Written request:
Arrange the lines between the line holding "Q: Pinpoint the wooden headboard." and the line holding "[[168, 73, 428, 292], [0, 107, 171, 277]]", inclusive, as a Markdown table with columns Row and Line, omitting any blank lines.

[Records]
● ● ●

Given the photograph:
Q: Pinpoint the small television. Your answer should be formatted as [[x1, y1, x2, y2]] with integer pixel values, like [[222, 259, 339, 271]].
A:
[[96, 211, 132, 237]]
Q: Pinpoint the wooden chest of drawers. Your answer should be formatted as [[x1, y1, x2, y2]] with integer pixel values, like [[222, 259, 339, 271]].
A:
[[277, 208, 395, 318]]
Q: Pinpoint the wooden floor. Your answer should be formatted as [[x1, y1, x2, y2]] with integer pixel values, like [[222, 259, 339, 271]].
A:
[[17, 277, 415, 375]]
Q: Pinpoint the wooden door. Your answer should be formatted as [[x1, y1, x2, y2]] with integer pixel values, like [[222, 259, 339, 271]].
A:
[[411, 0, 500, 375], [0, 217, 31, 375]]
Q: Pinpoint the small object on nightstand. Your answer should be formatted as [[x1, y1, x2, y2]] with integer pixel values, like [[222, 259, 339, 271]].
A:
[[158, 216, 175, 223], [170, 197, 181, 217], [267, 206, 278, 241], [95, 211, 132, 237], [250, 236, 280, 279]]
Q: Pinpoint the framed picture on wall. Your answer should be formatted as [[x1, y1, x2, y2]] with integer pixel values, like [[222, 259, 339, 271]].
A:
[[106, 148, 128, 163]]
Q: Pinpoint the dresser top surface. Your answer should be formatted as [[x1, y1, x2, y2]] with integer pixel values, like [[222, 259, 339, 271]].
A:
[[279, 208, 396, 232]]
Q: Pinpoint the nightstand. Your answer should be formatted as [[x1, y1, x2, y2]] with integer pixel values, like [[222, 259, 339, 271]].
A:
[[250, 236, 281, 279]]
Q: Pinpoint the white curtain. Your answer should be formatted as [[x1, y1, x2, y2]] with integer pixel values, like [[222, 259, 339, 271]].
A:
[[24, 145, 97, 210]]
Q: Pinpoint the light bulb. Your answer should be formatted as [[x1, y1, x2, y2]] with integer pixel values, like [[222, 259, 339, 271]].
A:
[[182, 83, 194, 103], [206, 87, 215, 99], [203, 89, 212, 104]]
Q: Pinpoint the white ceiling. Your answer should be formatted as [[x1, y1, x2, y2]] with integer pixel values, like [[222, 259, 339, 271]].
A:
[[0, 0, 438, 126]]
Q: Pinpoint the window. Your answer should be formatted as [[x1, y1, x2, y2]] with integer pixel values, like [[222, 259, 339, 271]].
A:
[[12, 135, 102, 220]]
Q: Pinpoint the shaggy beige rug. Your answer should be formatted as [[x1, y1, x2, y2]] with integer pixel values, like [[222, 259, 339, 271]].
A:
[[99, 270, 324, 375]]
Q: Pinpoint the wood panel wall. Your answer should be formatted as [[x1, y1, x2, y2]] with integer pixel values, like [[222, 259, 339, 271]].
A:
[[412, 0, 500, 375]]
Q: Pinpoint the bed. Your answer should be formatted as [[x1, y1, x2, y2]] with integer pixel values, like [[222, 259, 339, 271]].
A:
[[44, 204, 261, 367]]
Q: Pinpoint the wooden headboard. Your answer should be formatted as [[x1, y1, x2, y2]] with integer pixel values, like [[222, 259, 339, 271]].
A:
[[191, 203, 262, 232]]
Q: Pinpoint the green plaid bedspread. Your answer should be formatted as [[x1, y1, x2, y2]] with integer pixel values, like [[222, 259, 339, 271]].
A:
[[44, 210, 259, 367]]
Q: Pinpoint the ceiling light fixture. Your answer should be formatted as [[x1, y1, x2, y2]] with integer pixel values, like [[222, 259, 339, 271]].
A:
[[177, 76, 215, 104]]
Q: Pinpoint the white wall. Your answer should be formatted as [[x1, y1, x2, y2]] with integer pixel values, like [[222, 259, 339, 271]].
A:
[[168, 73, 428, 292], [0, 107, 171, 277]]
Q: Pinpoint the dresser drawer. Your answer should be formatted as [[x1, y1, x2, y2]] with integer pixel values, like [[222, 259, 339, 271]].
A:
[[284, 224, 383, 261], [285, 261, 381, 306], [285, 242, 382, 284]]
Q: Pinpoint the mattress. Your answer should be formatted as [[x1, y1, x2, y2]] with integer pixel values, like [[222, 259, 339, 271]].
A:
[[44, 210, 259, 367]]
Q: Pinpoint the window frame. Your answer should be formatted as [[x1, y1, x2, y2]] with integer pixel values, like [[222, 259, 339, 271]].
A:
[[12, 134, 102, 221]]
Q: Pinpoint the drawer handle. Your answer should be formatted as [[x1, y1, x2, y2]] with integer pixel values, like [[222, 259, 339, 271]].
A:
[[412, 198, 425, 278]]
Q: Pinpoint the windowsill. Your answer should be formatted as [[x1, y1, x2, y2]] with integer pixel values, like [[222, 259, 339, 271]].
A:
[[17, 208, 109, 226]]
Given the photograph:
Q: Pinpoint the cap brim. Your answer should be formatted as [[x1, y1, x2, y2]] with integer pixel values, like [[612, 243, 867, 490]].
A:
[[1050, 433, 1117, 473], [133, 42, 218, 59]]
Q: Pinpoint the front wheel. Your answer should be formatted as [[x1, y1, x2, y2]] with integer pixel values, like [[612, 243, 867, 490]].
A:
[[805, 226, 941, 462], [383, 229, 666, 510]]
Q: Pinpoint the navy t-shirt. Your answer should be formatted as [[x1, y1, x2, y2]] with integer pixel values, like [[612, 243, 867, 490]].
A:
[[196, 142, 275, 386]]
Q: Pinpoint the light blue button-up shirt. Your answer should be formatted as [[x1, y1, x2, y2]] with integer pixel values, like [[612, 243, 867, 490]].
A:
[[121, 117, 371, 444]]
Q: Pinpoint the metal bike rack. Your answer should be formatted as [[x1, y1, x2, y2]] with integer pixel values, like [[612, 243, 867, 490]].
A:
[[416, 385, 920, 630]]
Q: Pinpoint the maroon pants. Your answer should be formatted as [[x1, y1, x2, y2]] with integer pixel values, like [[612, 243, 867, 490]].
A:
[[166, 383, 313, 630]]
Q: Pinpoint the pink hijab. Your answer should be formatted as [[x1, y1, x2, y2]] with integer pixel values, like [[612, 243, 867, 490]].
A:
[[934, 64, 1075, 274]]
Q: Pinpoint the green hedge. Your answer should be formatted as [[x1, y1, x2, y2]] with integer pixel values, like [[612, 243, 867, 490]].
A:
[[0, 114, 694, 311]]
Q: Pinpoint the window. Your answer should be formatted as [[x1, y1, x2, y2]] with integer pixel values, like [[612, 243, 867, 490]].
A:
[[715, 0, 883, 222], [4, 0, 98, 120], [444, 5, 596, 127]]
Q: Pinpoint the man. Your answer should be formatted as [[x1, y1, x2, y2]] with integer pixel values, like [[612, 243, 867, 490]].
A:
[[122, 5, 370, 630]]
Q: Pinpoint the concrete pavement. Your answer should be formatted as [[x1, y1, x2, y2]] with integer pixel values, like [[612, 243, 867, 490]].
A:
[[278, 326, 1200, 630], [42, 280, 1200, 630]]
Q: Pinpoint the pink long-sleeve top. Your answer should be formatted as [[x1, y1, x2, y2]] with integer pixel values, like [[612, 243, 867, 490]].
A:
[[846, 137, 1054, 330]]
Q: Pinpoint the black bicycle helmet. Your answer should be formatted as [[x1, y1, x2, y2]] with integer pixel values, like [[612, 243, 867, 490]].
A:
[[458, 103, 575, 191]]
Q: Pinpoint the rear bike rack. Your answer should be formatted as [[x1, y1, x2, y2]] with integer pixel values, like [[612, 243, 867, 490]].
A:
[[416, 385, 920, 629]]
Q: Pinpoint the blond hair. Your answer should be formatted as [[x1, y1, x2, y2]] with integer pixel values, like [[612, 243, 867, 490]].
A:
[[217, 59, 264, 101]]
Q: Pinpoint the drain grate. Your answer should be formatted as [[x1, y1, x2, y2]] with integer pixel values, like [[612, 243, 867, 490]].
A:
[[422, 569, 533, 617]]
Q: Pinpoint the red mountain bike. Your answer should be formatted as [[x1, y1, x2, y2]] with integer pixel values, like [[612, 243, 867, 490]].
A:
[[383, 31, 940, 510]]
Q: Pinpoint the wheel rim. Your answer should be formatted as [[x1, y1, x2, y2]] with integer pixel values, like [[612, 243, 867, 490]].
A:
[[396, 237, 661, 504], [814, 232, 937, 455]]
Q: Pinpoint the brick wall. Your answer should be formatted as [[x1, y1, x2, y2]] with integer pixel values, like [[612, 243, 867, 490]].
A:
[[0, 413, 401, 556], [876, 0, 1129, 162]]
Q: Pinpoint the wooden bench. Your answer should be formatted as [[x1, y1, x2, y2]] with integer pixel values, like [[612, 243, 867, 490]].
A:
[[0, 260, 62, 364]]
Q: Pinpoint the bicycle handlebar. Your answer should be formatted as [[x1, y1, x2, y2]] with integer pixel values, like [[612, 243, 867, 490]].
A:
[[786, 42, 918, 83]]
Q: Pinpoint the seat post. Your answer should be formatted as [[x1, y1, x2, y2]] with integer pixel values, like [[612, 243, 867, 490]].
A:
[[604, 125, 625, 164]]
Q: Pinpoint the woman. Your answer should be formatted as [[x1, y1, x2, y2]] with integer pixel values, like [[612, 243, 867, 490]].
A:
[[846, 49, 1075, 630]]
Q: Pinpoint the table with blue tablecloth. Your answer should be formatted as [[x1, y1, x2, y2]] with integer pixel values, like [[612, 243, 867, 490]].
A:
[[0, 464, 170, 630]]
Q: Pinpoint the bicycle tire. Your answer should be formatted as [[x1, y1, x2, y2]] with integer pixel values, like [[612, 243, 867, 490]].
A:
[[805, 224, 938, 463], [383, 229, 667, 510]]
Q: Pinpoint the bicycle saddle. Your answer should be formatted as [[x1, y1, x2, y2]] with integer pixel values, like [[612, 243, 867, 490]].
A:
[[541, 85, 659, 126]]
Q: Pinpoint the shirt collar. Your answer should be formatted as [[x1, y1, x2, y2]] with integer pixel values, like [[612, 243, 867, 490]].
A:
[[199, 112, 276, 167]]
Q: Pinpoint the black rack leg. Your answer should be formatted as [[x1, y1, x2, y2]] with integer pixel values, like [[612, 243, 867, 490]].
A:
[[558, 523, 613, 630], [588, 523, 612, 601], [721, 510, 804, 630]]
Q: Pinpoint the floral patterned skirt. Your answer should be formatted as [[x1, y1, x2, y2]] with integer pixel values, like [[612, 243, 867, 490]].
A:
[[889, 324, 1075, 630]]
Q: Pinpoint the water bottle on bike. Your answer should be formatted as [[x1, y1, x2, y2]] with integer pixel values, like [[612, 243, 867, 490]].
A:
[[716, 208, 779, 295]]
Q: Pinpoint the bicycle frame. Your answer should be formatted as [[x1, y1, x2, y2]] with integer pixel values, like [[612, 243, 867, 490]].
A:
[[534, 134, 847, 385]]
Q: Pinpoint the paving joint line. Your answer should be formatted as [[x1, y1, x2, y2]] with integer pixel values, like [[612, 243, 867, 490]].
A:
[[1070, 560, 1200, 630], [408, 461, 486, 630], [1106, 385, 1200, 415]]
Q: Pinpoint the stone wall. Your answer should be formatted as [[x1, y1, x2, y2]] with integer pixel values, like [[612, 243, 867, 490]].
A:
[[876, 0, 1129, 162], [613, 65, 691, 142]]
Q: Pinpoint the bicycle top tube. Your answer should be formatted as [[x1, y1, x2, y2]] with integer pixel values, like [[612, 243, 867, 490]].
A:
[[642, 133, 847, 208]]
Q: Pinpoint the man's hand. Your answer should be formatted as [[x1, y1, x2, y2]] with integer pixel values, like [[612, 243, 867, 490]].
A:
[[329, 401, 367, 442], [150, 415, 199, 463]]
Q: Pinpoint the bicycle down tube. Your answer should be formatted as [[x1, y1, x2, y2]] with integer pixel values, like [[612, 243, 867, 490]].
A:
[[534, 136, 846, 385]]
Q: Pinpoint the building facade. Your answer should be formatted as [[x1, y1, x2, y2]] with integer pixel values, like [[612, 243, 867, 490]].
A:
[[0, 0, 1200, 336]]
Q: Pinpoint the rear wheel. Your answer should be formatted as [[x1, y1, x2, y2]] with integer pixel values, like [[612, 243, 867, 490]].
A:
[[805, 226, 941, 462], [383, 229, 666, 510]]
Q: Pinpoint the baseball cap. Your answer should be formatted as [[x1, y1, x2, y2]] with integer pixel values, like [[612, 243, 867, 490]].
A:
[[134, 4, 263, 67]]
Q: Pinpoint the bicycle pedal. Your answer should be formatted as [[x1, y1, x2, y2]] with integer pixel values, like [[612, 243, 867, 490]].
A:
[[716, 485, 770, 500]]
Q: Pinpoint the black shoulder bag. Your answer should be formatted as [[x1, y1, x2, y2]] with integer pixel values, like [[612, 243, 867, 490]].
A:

● ● ●

Solution for this exercise:
| Row | Line |
|---|---|
| 1 | Q: Pinpoint the wooden headboard. Your answer should be formatted as [[x1, y1, x2, y2]] with integer pixel values, like [[222, 259, 339, 271]]. |
| 2 | A: |
| 3 | [[191, 203, 262, 232]] |
| 4 | Q: Pinpoint the green plaid bedspread. Your answer should be formatted as [[x1, y1, x2, y2]] with integer pixel values, like [[222, 259, 339, 271]]. |
| 5 | A: |
| 6 | [[44, 210, 259, 367]] |
| 7 | Q: Pinpoint the ceiling light fixture. Your answer should be formatted as [[x1, y1, x2, y2]] with integer pixel values, like [[222, 259, 339, 271]]. |
| 8 | A: |
| 9 | [[177, 76, 215, 104]] |
| 10 | Q: Pinpoint the white wall. Your answer should be formatted as [[x1, y1, x2, y2]] with integer pixel values, like [[222, 259, 339, 271]]. |
| 11 | A: |
| 12 | [[168, 73, 428, 292], [0, 107, 171, 277]] |